## Textauszug:
-------------------------

Das Jagdschloss Waidmannsheil, ein historisches Anwesen nahe Bad Lobenstein, erlangte in den letzten Jahren unrühmliche Bekanntheit durch seinen Besitzer Heinrich XIII. Prinz Reuß, einem zentralen Akteur der Reichsbürger:innenszene. Das Schloss diente nicht nur als privater Rückzugsort, sondern auch als Treffpunkt für Mitglieder einer mutmaßlich terroristischen Vereinigung, die einen Umsturz in Deutschland plante – bis eine bundesweite Razzia dem Treiben am 7. Dezember 2022 vorerst ein Ende machte.

Das Jagdschloss Waidmannsheil in Saaldorf.
Das Jagdschloss Waidmannsheil in Saaldorf. ©Jens Schlüter/ Getty Images, aufgerufen am 09.12.2024

Die Familie Reuß und das Jagdschloss Waidmannsheil

Das in Saaldorf gelegene Jagdschloss Waidmannsheil wurde zwischen 1834 und 1837 im neugotischen Stil erbaut.1 Auftraggeber war die Familie Reuß, die bis 1918 in zwei Zweigen über kleine Fürstentümer im heutigen Thüringen herrschte. Das Schloss befand sich bis 1945 im Besitz von Heinrich XLV. (jüngere Linie), der nach dem Tod seines Vaters 1928 als das letzte Gesamtoberhaupt der Familie galt. 1945 wurde Heinrich XLV. durch die sowjetischen Besatzer enteignet und verlor damit auch das Jagdschloss. In der DDR erfuhr das Gebäude eine Umnutzung und diente als Urlaubs- und Schulungsheim des VEB Wasserversorgung und Abwasserbehandlung Gera.2 Das Anwesen wurde 1990 durch die Familie Reuß zurückgekauft. Heinrich XIII. jedoch hätte eigentlich gar keinen Anspruch auf die Immobilie gehabt: Der 1951 geborene Prinz entstammt der Köstritz-Linie und war damit ohne Erbansprüche – wäre der Mann seiner Mutter Woizlawa-Feodora nicht 1935 von Heinrich XLV. adoptiert worden.3 Nach der Rückübertragung unternahm die Familie in den Folgejahren zahlreiche rechtliche Schritte, um weitere Teile des Erbes zurückzufordern. Dies führte 2008 zu einem gerichtlichen Vergleich, der es der Familie ermöglichte, Hunderte von Kunstgegenständen, Jagdtrophäen und historischen Waffen aus Thüringer Museen in ihren Besitz zu überführen. Über 700 dieser Exponate wurden anschließend sofort durch die Familie selbst versteigert.4 In den letzten Jahren traten jedoch weniger die Erbstreitigkeiten, sondern vor allem die verschwörungsideologischen und geschichtsrevisionistischen Aktivitäten von Heinrich XIII. in den Vordergrund.

-------------------------

## Gezeigtes Material:
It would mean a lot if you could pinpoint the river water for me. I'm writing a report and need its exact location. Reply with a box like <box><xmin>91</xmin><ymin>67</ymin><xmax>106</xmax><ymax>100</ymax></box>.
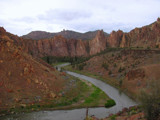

-------------------------

## Aufgaben:
a) Übersetze aus dem Text über das Jagdschloss Waidmannsheil den Satz „1945 wurde Heinrich XLV. durch die sowjetischen Besatzer enteignet und verlor damit auch das Jagdschloss.“ ins Englische.
b) Greif den Text über das Jagdschloss Waidmannsheil nach seinem letzten Satz auf und schreibe ihn weiter.
Das Material ist für die Bearbeitung nicht erforderlich.

## Ergebnisse je Aufgabe:
a) In 1945, Heinrich XLV was expropriated by the Soviet occupiers and thereby also lost the hunting lodge.

b)
Prinz Reuß: Zwischen Antisemitismus und Herrschaftsfantasien

So hielt er bei einem Auftritt 2019 in Zürich im Rahmen des „WORLDWEBFORUM“ einen Vortrag mit dem Titel „Why Blue-Blooded Elite Became Servants“, der von antisemitischen  und geschichtsrevisionistischen Narrativen durchsetzt war. So behauptete er, das Attentat auf Erzherzog Franz Ferdinand sei von „freimaurerischen Logen“ finanziert worden, die zudem dafür gesorgt hätten, dass Großbritannien die Deutsche Handelsflotte als Kriegsmarine eingestuft hätte. Im Laufe seines Vortrags steigerte sich Reuß in immer radikalere Behauptungen: Hinter Kriegen und Revolutionen weltweit stecke angeblich die Finanzelite, selbst Adolf Hitler sei laut Reuß durch amerikanisches Kapital unterstützt worden - mit dem Ziel, später die Gründung des Staates Israel zu ermöglichen. Den Höhepunkt seiner Ausführungen bildete die Reproduktion der sogenannten BRD-GmbH-Verschwörungstheorie, mit der er die staatliche Souveränität der Bundesrepublik Deutschland infrage stellte. Laut Reuß sei die Bundesrepublik lediglich der Nachfolgestaat eines Marionettenregimes unter Adolf Hitler und damit nicht der legitime Nachfolger des Deutschen Kaiserreichs gewesen.5 Die krude Logik dahinter: Wenn das Dritte Reich ein von fremden Mächten gesteuertes Marionettensystem und die BRD der rechtliche Nachfolger Nazi-Deutschlands war, muss das Kaiserreich der letzte, legitime deutsche Staat gewesen sein. Die Weimarer Republik schien Reuß offenbar nicht mal einer Erwähnung wert. Diese diffuse Erzählung mag auf den ersten Blick skurril wirken, hat jedoch ein konkretes Ziel: Mit der Delegitimierung der Bundesrepublik versucht Reuß die juristische Legitimität des Deutschen Kaiserreichs zu konstruieren. Reuß ist als Vertreter des Adels ein möglicher Profiteur einer Wiedererrichtung der Monarchie, ein persönliches Interesse an dieser Verschwörungstheorie seinerseits scheint also naheliegend. Schon eher erklärungsbedürftig ist jedoch, dass Reuß es auch geschafft hat, sich ein umfangreiches Netzwerk aus Unterstützer:innen und Untergebenen aufzubauen.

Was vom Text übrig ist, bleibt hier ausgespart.